Stored data entries:
::::::::::

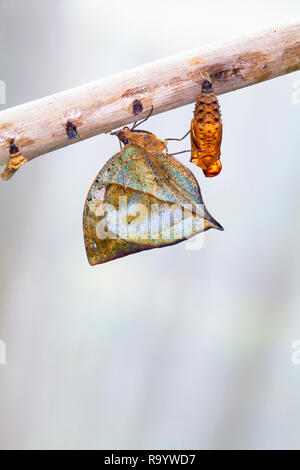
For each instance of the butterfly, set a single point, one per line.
(206, 132)
(143, 198)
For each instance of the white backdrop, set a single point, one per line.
(167, 348)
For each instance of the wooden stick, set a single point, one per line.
(53, 122)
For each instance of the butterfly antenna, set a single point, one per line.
(137, 123)
(185, 151)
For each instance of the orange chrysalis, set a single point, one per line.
(206, 132)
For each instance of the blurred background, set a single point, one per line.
(166, 349)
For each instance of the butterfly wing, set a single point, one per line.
(149, 214)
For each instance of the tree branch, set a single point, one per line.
(53, 122)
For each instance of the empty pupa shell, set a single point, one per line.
(162, 205)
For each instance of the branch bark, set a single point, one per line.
(44, 125)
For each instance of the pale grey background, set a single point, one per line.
(168, 348)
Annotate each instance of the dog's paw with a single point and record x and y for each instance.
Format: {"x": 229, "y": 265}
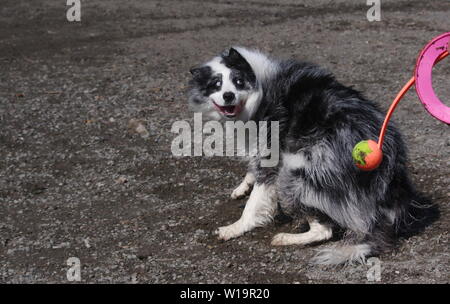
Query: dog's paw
{"x": 285, "y": 239}
{"x": 228, "y": 232}
{"x": 241, "y": 191}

::::::::::

> _Problem requirements_: Set down all the lines above exactly as they appear, with no pictures.

> _Task solution_:
For each instance of the butterfly, set a single point, one per line.
(206, 132)
(143, 198)
For each instance of the white backdrop, set a single point, one per line.
(167, 348)
For each instance of the wooden stick, set a single point, one per line.
(53, 122)
For each instance of the butterfly antenna, set a single point, one per line.
(137, 123)
(185, 151)
For each instance of the orange chrysalis, set a single point, one per line.
(206, 132)
For each instance of the blurred background, set a single point, one per line.
(166, 349)
For each instance of the butterfly wing, set a single point, one per line.
(149, 214)
For each instance of the tree branch, set a single point, one per line.
(53, 122)
For each instance of the empty pupa shell, set a single point, one per line.
(162, 205)
For each instance of the branch bark, set a single point, one per line.
(44, 125)
For each instance of the pale grey background, set a single point, one per line.
(168, 348)
Annotate each instance of the dog's paw with a single point and record x and y for each instance.
Format: {"x": 229, "y": 265}
Query: dog's paw
{"x": 285, "y": 239}
{"x": 228, "y": 232}
{"x": 241, "y": 191}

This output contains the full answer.